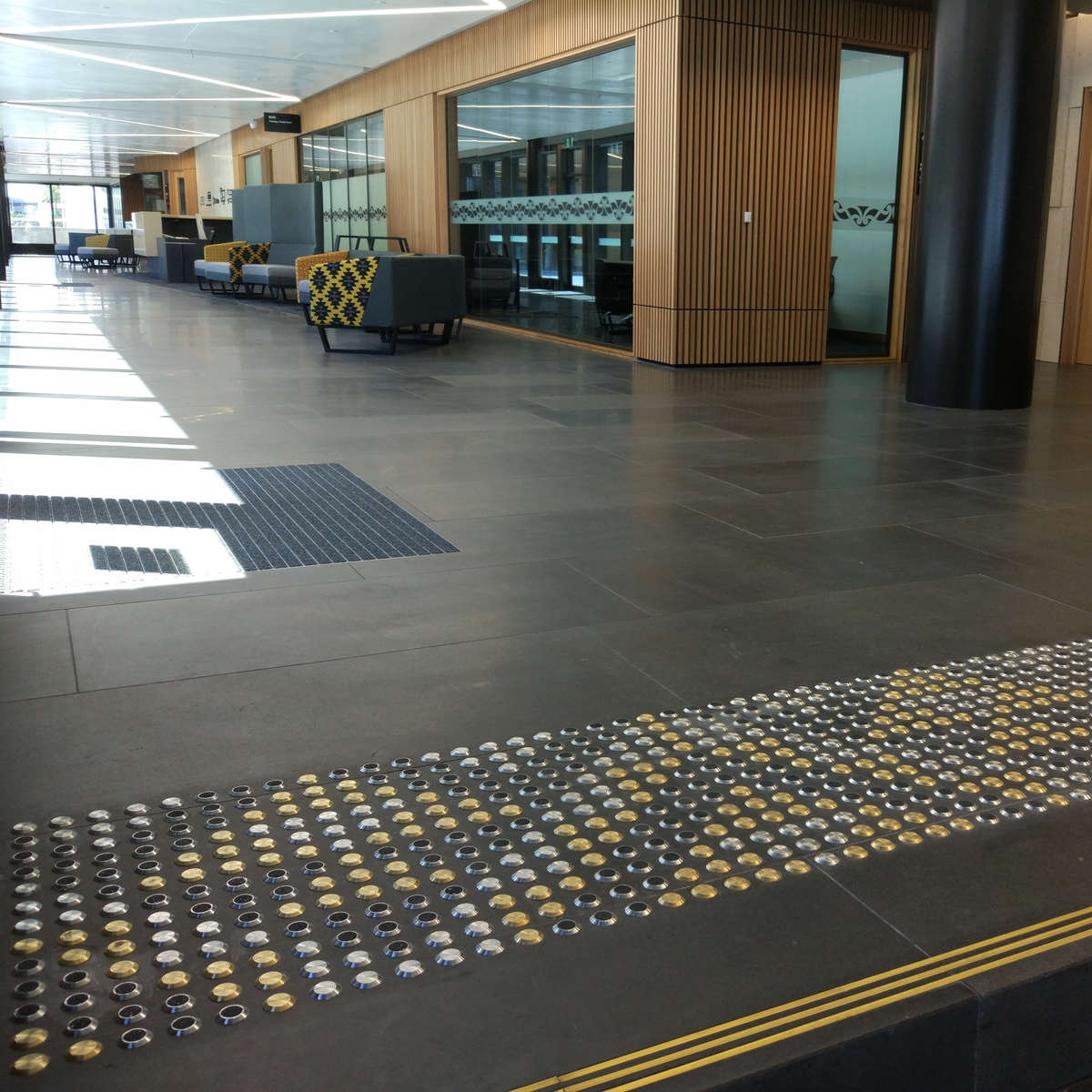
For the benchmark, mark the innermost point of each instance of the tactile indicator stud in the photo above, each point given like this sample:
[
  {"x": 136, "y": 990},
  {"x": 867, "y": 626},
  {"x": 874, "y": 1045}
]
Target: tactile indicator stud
[{"x": 528, "y": 840}]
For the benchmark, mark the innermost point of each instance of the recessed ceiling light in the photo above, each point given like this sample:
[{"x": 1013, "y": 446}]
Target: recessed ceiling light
[
  {"x": 483, "y": 5},
  {"x": 541, "y": 106},
  {"x": 157, "y": 98},
  {"x": 278, "y": 96},
  {"x": 80, "y": 140},
  {"x": 104, "y": 117}
]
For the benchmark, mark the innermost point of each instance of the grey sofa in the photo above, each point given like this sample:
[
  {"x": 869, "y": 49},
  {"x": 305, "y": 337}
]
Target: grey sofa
[
  {"x": 66, "y": 251},
  {"x": 278, "y": 273},
  {"x": 408, "y": 293}
]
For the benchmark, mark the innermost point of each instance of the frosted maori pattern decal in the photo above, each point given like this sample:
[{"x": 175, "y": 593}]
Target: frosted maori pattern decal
[
  {"x": 864, "y": 213},
  {"x": 563, "y": 208},
  {"x": 369, "y": 212}
]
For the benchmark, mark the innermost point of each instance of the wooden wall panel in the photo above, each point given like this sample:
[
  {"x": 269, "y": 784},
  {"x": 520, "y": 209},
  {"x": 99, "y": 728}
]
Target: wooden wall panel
[
  {"x": 841, "y": 19},
  {"x": 758, "y": 131},
  {"x": 415, "y": 168},
  {"x": 284, "y": 161},
  {"x": 656, "y": 165}
]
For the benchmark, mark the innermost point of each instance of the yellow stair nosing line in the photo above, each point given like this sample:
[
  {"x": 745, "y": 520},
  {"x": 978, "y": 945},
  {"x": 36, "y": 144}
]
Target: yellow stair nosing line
[
  {"x": 900, "y": 972},
  {"x": 835, "y": 1018},
  {"x": 966, "y": 967}
]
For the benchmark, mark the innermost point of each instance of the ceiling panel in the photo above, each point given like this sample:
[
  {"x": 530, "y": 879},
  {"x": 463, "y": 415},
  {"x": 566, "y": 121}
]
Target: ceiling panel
[{"x": 82, "y": 87}]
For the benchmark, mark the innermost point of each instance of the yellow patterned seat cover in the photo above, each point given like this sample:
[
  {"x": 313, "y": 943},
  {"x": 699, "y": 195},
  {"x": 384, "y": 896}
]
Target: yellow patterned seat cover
[
  {"x": 246, "y": 254},
  {"x": 339, "y": 290}
]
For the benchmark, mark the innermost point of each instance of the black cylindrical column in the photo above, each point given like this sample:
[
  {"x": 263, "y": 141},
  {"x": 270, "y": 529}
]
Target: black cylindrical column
[{"x": 983, "y": 205}]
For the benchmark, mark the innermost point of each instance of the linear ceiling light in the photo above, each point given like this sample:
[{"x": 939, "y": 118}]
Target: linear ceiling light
[
  {"x": 157, "y": 98},
  {"x": 278, "y": 96},
  {"x": 279, "y": 16},
  {"x": 489, "y": 132},
  {"x": 541, "y": 106},
  {"x": 104, "y": 117},
  {"x": 80, "y": 140}
]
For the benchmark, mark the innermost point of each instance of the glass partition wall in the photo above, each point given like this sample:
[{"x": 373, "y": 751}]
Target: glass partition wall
[
  {"x": 543, "y": 208},
  {"x": 350, "y": 163},
  {"x": 868, "y": 157}
]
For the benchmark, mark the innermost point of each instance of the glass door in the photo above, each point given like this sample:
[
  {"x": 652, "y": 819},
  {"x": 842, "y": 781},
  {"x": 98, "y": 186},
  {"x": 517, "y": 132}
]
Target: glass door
[{"x": 866, "y": 203}]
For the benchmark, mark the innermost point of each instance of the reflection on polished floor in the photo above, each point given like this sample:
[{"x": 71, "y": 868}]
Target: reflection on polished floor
[{"x": 628, "y": 541}]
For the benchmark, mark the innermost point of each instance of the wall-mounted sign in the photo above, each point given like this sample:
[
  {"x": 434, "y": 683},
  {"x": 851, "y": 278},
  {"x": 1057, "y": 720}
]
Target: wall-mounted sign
[{"x": 282, "y": 123}]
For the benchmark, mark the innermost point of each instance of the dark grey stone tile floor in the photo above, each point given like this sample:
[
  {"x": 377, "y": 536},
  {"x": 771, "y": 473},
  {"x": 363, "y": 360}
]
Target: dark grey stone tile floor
[{"x": 629, "y": 536}]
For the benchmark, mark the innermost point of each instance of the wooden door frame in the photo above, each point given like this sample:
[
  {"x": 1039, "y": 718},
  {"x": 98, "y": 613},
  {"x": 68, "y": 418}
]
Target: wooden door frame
[
  {"x": 907, "y": 194},
  {"x": 1079, "y": 238}
]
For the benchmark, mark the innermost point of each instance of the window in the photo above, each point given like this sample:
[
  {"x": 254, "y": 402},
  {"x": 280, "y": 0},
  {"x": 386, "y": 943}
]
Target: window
[
  {"x": 544, "y": 202},
  {"x": 350, "y": 163},
  {"x": 44, "y": 213},
  {"x": 31, "y": 208}
]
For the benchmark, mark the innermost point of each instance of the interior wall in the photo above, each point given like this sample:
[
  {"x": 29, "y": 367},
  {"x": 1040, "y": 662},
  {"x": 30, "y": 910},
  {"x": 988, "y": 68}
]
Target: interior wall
[
  {"x": 757, "y": 108},
  {"x": 736, "y": 112},
  {"x": 183, "y": 165},
  {"x": 216, "y": 176},
  {"x": 1076, "y": 75}
]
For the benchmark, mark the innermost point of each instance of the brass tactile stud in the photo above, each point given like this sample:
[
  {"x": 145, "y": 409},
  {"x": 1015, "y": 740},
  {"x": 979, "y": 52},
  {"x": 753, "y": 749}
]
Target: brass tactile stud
[
  {"x": 27, "y": 1065},
  {"x": 278, "y": 1003}
]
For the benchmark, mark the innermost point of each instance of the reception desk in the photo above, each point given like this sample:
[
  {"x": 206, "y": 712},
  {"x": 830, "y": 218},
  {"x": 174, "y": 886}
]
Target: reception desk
[{"x": 150, "y": 228}]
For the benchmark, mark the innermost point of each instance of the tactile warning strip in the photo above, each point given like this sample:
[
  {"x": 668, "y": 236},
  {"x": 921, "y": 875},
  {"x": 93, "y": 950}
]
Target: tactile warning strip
[
  {"x": 288, "y": 517},
  {"x": 140, "y": 923}
]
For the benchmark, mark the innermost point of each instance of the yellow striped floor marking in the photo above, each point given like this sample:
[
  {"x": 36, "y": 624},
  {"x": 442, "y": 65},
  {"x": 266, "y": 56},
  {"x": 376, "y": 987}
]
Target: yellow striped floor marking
[{"x": 825, "y": 1008}]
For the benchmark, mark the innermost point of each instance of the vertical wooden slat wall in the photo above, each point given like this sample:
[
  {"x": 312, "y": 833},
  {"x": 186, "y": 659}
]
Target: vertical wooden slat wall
[
  {"x": 736, "y": 112},
  {"x": 655, "y": 188},
  {"x": 758, "y": 134}
]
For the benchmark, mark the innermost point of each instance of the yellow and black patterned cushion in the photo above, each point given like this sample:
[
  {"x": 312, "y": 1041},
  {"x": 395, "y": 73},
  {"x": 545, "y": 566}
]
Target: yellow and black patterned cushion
[
  {"x": 246, "y": 254},
  {"x": 339, "y": 290}
]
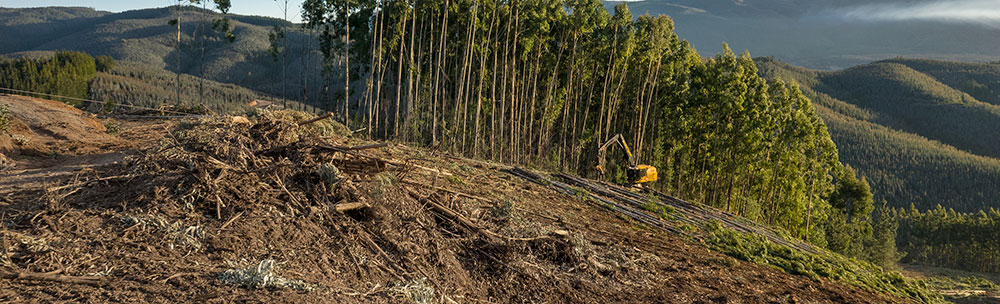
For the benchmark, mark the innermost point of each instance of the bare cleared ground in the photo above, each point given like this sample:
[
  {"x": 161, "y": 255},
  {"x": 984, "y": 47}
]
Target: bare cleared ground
[{"x": 223, "y": 211}]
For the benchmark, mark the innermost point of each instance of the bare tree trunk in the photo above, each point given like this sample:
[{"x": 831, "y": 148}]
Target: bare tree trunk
[
  {"x": 178, "y": 53},
  {"x": 399, "y": 79},
  {"x": 347, "y": 66}
]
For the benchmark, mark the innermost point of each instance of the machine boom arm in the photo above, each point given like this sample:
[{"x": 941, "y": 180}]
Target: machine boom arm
[{"x": 604, "y": 151}]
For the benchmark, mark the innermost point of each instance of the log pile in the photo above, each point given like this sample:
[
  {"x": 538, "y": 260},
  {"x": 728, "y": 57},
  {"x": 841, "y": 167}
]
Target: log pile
[{"x": 631, "y": 204}]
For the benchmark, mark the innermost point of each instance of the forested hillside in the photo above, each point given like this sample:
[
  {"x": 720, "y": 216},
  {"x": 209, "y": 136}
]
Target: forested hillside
[
  {"x": 147, "y": 41},
  {"x": 545, "y": 83},
  {"x": 836, "y": 34},
  {"x": 918, "y": 139}
]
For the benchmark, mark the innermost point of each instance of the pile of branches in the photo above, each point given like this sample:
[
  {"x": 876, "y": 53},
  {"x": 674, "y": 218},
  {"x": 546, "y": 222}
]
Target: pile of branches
[{"x": 226, "y": 165}]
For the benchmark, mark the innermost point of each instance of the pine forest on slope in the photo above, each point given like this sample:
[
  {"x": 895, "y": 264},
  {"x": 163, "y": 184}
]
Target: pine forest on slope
[{"x": 915, "y": 128}]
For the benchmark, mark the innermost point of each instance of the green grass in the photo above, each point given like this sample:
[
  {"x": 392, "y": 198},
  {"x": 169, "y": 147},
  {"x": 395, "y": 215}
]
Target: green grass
[
  {"x": 757, "y": 249},
  {"x": 4, "y": 118}
]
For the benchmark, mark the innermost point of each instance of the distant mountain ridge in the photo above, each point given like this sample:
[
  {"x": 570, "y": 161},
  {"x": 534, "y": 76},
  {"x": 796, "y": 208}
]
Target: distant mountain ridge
[
  {"x": 145, "y": 40},
  {"x": 822, "y": 34},
  {"x": 916, "y": 138}
]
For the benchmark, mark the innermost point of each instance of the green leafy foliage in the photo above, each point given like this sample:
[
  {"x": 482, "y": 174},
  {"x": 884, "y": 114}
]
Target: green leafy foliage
[
  {"x": 4, "y": 118},
  {"x": 754, "y": 248},
  {"x": 65, "y": 74},
  {"x": 903, "y": 130},
  {"x": 946, "y": 238}
]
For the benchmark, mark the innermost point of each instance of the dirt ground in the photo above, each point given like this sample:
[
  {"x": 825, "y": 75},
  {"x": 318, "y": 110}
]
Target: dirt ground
[{"x": 224, "y": 211}]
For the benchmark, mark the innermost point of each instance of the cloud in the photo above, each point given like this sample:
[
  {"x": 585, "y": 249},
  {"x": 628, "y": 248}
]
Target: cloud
[{"x": 985, "y": 12}]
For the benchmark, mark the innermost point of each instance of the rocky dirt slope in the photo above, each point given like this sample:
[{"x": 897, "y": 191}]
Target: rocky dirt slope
[{"x": 221, "y": 210}]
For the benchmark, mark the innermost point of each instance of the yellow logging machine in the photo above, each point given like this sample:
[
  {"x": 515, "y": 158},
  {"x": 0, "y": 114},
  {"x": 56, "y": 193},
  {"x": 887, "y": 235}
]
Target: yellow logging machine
[{"x": 637, "y": 174}]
___
In the listing above, find the line containing "of the dirt", then reproduce it and each line after it through the end, exactly and with nothing added.

For the benchmark, mark the innermost point of each instance of the dirt ground in the photo above, each point given like this sample:
[
  {"x": 825, "y": 75},
  {"x": 318, "y": 110}
]
Target: dirt ground
[{"x": 224, "y": 211}]
For the benchmark, mark the innermost point of each instance of the cloud in the photo above, each point given like this sample:
[
  {"x": 585, "y": 249},
  {"x": 628, "y": 248}
]
Target: cloud
[{"x": 985, "y": 12}]
For the benchmark, mark the innermost point of each instance of the rocky dirt slope in the photo above, each point given like this sample:
[{"x": 897, "y": 191}]
Target: rocky dirt slope
[{"x": 221, "y": 210}]
For the benchmark, mark the innermost point of each instance of the yellow logging machine in the photo above, each point given like this sample:
[
  {"x": 515, "y": 158},
  {"x": 0, "y": 114},
  {"x": 56, "y": 193},
  {"x": 887, "y": 235}
]
Target: yellow logging machine
[{"x": 637, "y": 174}]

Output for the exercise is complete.